Problem details: Only a number is expected: the count of lines in the listing where "dark" occurs.

Extracted data:
******
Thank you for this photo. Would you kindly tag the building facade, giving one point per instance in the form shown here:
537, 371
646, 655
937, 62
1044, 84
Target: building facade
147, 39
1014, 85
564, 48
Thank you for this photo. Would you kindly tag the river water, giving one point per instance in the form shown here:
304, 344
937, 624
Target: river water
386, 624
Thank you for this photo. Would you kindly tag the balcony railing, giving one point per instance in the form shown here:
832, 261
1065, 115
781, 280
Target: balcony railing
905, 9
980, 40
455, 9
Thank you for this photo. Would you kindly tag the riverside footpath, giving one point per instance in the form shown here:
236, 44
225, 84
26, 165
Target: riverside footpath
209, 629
******
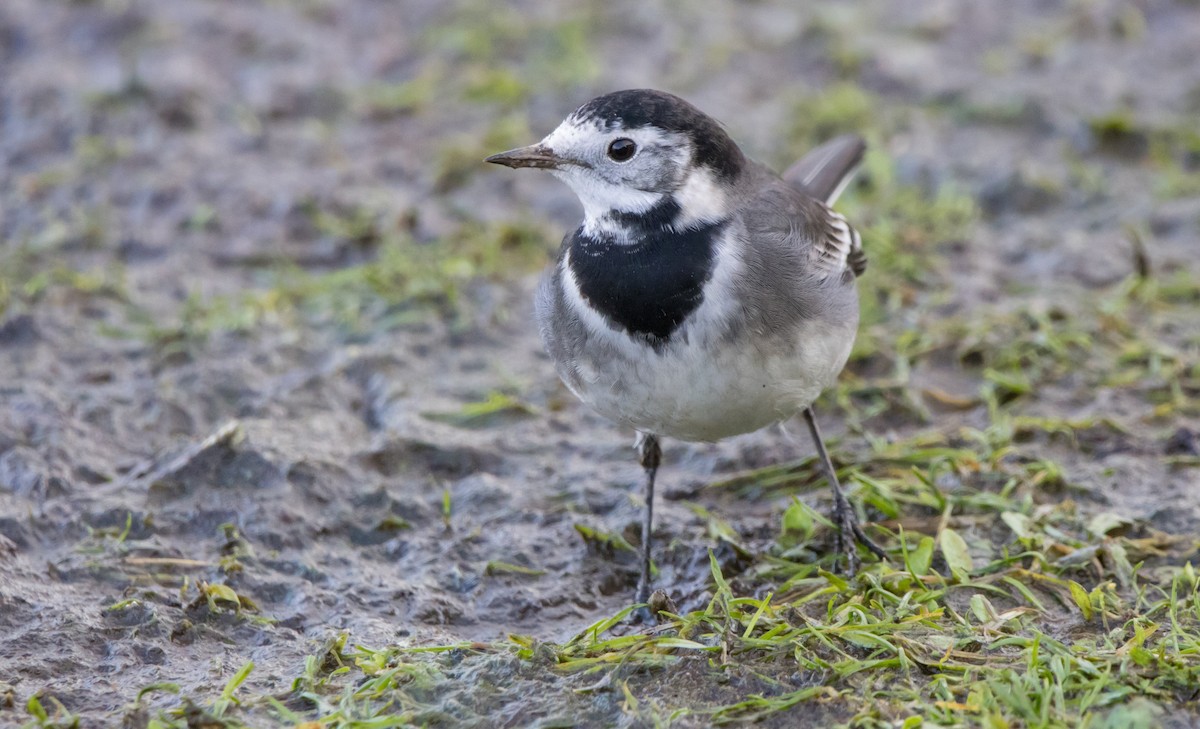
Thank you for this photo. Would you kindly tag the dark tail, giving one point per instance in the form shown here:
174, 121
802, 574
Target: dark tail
******
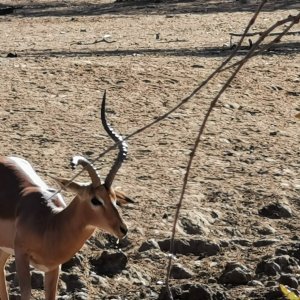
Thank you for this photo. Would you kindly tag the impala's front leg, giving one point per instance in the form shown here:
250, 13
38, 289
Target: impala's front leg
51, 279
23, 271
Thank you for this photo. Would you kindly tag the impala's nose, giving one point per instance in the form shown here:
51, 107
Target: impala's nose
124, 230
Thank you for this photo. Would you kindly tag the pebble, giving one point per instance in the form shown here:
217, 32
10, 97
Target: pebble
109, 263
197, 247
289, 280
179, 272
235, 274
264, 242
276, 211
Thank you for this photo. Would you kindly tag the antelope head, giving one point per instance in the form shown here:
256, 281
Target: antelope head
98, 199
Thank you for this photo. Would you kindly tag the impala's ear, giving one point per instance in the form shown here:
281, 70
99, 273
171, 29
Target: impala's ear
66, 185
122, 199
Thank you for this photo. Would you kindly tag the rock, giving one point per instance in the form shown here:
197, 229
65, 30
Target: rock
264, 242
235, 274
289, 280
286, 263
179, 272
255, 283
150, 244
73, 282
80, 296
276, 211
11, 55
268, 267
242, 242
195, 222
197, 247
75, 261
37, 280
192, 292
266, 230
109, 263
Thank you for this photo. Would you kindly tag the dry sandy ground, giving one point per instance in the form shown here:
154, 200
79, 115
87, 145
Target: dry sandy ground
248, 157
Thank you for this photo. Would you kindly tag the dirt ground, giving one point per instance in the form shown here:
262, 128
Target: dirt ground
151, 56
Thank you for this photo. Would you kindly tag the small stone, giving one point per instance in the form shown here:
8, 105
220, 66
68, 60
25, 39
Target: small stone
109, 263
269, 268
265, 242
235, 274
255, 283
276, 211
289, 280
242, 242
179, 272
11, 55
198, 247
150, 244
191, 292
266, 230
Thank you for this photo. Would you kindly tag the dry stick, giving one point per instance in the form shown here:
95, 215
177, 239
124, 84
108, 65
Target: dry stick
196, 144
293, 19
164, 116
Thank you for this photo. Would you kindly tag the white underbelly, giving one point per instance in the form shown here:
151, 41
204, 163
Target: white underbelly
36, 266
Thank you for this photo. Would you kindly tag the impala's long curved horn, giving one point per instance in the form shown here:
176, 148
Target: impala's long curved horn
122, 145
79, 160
******
Answer for the task: 2